Recast every line of the records below as a JSON list of strings, with one string for each line and any blank lines omitted.

Pointing data excerpts
——
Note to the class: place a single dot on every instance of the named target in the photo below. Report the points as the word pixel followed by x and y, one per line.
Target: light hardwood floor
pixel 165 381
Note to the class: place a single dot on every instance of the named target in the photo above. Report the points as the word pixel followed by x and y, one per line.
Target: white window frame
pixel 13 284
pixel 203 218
——
- **RESULT**:
[
  "Note to the class: place a single dot on every instance of the named target in the photo below. Report the points as the word pixel followed by x and y, one per line.",
  "Target: light hardwood floor",
  "pixel 165 381",
  "Note to the class: place a single dot on every instance of the named target in the photo above. Report the points as the word pixel followed by x and y, one per line.",
  "Target: white window frame",
  "pixel 13 284",
  "pixel 203 218"
]